▸ **Data lines**
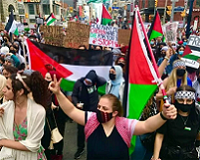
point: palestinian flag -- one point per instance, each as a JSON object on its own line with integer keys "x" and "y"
{"x": 70, "y": 64}
{"x": 142, "y": 77}
{"x": 192, "y": 53}
{"x": 50, "y": 19}
{"x": 156, "y": 28}
{"x": 11, "y": 26}
{"x": 106, "y": 17}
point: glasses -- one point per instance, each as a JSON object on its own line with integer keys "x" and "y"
{"x": 186, "y": 101}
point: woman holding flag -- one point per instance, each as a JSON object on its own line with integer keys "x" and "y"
{"x": 178, "y": 138}
{"x": 107, "y": 132}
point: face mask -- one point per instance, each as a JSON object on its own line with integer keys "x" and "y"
{"x": 184, "y": 43}
{"x": 103, "y": 117}
{"x": 180, "y": 52}
{"x": 121, "y": 64}
{"x": 183, "y": 107}
{"x": 12, "y": 51}
{"x": 112, "y": 76}
{"x": 151, "y": 43}
{"x": 180, "y": 72}
{"x": 198, "y": 79}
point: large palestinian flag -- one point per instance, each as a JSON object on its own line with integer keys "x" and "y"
{"x": 70, "y": 64}
{"x": 192, "y": 52}
{"x": 11, "y": 26}
{"x": 156, "y": 28}
{"x": 142, "y": 78}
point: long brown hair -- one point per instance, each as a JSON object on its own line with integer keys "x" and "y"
{"x": 116, "y": 104}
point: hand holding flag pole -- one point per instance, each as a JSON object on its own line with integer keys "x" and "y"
{"x": 160, "y": 83}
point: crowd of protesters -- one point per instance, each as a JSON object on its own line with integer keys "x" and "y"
{"x": 34, "y": 108}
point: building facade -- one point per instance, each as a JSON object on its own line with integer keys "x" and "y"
{"x": 147, "y": 9}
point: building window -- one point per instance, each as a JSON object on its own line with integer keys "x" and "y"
{"x": 151, "y": 3}
{"x": 31, "y": 9}
{"x": 143, "y": 3}
{"x": 198, "y": 2}
{"x": 46, "y": 9}
{"x": 32, "y": 20}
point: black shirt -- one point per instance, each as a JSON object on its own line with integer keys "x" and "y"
{"x": 178, "y": 134}
{"x": 101, "y": 147}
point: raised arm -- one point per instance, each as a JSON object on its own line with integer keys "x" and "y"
{"x": 155, "y": 122}
{"x": 69, "y": 109}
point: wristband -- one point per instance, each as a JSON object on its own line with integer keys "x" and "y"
{"x": 163, "y": 117}
{"x": 166, "y": 58}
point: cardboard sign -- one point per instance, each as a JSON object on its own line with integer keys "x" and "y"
{"x": 77, "y": 34}
{"x": 194, "y": 41}
{"x": 106, "y": 36}
{"x": 53, "y": 35}
{"x": 2, "y": 27}
{"x": 124, "y": 36}
{"x": 170, "y": 31}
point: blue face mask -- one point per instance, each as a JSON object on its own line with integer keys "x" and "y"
{"x": 180, "y": 52}
{"x": 151, "y": 42}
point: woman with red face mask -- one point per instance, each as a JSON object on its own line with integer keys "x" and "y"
{"x": 109, "y": 134}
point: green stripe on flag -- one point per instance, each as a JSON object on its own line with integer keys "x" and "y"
{"x": 155, "y": 34}
{"x": 192, "y": 57}
{"x": 105, "y": 21}
{"x": 139, "y": 95}
{"x": 67, "y": 85}
{"x": 50, "y": 21}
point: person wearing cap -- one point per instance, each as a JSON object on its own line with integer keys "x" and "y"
{"x": 85, "y": 97}
{"x": 177, "y": 78}
{"x": 179, "y": 138}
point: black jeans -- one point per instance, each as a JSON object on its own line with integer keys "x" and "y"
{"x": 80, "y": 137}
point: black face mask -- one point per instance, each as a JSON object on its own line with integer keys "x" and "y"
{"x": 112, "y": 76}
{"x": 183, "y": 107}
{"x": 103, "y": 117}
{"x": 180, "y": 72}
{"x": 12, "y": 51}
{"x": 198, "y": 79}
{"x": 121, "y": 64}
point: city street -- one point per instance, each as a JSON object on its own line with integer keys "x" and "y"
{"x": 70, "y": 146}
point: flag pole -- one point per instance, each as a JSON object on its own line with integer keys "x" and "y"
{"x": 160, "y": 83}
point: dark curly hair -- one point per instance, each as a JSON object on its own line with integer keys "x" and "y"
{"x": 37, "y": 85}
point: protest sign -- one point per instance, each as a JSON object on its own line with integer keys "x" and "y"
{"x": 2, "y": 27}
{"x": 170, "y": 31}
{"x": 53, "y": 35}
{"x": 106, "y": 36}
{"x": 124, "y": 36}
{"x": 77, "y": 34}
{"x": 194, "y": 52}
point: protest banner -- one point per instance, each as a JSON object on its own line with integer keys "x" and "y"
{"x": 170, "y": 31}
{"x": 53, "y": 35}
{"x": 77, "y": 34}
{"x": 193, "y": 48}
{"x": 124, "y": 36}
{"x": 106, "y": 36}
{"x": 2, "y": 27}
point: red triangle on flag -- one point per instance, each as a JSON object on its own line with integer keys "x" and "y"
{"x": 157, "y": 24}
{"x": 187, "y": 51}
{"x": 139, "y": 70}
{"x": 52, "y": 16}
{"x": 39, "y": 59}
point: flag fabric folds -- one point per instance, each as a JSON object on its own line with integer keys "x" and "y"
{"x": 70, "y": 64}
{"x": 106, "y": 17}
{"x": 11, "y": 26}
{"x": 142, "y": 78}
{"x": 50, "y": 19}
{"x": 156, "y": 28}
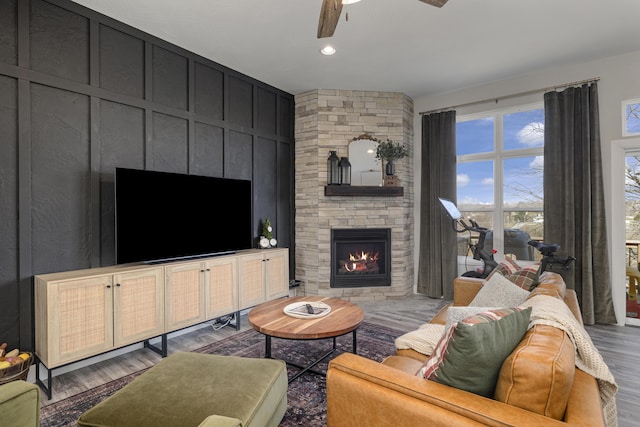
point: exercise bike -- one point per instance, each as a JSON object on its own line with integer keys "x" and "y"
{"x": 548, "y": 262}
{"x": 477, "y": 249}
{"x": 549, "y": 259}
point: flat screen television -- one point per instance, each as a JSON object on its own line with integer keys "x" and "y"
{"x": 163, "y": 216}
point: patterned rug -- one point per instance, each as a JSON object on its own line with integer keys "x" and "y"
{"x": 306, "y": 395}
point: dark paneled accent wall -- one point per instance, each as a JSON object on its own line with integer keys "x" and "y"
{"x": 82, "y": 94}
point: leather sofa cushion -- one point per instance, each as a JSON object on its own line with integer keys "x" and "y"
{"x": 550, "y": 284}
{"x": 538, "y": 375}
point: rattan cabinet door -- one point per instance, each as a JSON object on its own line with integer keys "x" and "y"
{"x": 138, "y": 305}
{"x": 251, "y": 287}
{"x": 277, "y": 273}
{"x": 184, "y": 295}
{"x": 76, "y": 320}
{"x": 221, "y": 285}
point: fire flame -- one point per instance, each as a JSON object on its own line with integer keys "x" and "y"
{"x": 361, "y": 262}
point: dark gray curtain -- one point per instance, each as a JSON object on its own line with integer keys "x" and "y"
{"x": 437, "y": 262}
{"x": 574, "y": 213}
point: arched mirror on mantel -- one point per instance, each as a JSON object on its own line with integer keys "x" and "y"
{"x": 366, "y": 170}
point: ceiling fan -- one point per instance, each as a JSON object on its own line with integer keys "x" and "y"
{"x": 330, "y": 13}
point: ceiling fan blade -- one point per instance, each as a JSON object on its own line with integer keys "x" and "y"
{"x": 329, "y": 16}
{"x": 436, "y": 3}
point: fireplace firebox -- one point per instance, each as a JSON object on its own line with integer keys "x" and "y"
{"x": 360, "y": 257}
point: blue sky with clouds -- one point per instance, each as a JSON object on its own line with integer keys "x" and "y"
{"x": 521, "y": 175}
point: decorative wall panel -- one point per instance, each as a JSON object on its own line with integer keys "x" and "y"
{"x": 59, "y": 42}
{"x": 121, "y": 62}
{"x": 95, "y": 94}
{"x": 8, "y": 32}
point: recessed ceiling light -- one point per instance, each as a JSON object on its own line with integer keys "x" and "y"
{"x": 328, "y": 50}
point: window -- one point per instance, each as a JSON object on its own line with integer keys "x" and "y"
{"x": 499, "y": 177}
{"x": 631, "y": 117}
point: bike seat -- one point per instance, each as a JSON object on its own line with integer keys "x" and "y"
{"x": 545, "y": 248}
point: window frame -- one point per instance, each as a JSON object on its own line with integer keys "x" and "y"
{"x": 625, "y": 104}
{"x": 498, "y": 156}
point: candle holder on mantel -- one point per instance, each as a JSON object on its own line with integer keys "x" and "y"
{"x": 345, "y": 171}
{"x": 333, "y": 169}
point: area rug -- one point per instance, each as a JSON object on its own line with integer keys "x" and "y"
{"x": 306, "y": 395}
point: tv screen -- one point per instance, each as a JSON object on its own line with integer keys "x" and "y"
{"x": 162, "y": 216}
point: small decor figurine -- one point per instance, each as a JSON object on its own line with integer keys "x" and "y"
{"x": 266, "y": 239}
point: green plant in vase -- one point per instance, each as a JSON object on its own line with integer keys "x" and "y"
{"x": 388, "y": 151}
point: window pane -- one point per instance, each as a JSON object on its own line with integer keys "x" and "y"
{"x": 523, "y": 186}
{"x": 632, "y": 118}
{"x": 474, "y": 136}
{"x": 524, "y": 129}
{"x": 475, "y": 185}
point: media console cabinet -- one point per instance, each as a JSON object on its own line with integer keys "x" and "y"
{"x": 84, "y": 313}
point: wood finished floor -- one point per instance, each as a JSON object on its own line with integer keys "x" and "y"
{"x": 619, "y": 346}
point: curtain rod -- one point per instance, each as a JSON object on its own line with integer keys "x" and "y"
{"x": 529, "y": 92}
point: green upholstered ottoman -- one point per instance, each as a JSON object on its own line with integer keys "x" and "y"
{"x": 186, "y": 388}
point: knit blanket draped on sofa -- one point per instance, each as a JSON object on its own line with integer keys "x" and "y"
{"x": 551, "y": 311}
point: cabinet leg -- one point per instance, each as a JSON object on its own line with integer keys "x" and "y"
{"x": 162, "y": 350}
{"x": 237, "y": 316}
{"x": 47, "y": 388}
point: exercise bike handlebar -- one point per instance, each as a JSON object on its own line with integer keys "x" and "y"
{"x": 548, "y": 257}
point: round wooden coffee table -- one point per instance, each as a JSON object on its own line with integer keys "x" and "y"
{"x": 270, "y": 320}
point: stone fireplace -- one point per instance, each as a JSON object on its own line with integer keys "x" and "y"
{"x": 360, "y": 257}
{"x": 328, "y": 120}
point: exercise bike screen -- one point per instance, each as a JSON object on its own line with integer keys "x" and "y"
{"x": 451, "y": 208}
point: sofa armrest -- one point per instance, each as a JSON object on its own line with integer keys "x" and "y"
{"x": 571, "y": 299}
{"x": 362, "y": 392}
{"x": 220, "y": 421}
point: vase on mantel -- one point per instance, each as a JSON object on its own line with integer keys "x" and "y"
{"x": 390, "y": 168}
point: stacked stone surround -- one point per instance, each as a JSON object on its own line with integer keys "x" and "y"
{"x": 328, "y": 120}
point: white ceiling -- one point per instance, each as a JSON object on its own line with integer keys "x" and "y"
{"x": 388, "y": 45}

▸ **Job**
Render the data from the line containing "point: exercise bike handlebar" through the end of the data, both ends included, as a Markdown table with two columns, "Row" and "Line". Give each line its own row with a sequential row number, and omit blank lines.

▸ **Result of the exercise**
| Row | Line |
|---|---|
| 1 | point: exercise bike handlebar -- one point per instance, each as a JSON object on its own line with integer keys "x" and "y" |
| 2 | {"x": 548, "y": 257} |
| 3 | point: round wooden coffee table -- one point per instance, each as a JSON object on its own line with integer keys "x" and "y" |
| 4 | {"x": 270, "y": 320} |
| 5 | point: stone fireplace -- one point per instance, each as a JSON object on its own line with integer keys "x" and "y" |
| 6 | {"x": 360, "y": 257} |
| 7 | {"x": 328, "y": 120} |
| 8 | point: exercise bike screen -- one point per instance, each as a JSON object on its own line with integer keys "x" and "y" |
| 9 | {"x": 451, "y": 208} |
| 10 | point: sofa armrest -- one point per instance, each as a JSON object on its own line with integer keys "x" and "y" |
| 11 | {"x": 571, "y": 299} |
| 12 | {"x": 362, "y": 392} |
| 13 | {"x": 220, "y": 421} |
| 14 | point: vase on mantel -- one point per instance, each as a JSON object on its own line with integer keys "x" and "y" |
| 15 | {"x": 390, "y": 168} |
| 16 | point: stacked stone surround -- one point per instance, each as a JSON object on its own line with integer keys "x" and "y" |
| 17 | {"x": 328, "y": 120} |
| 18 | point: white ceiling -- one point per instance, each as a JSON object on its own line with integer keys "x" and "y" |
| 19 | {"x": 388, "y": 45} |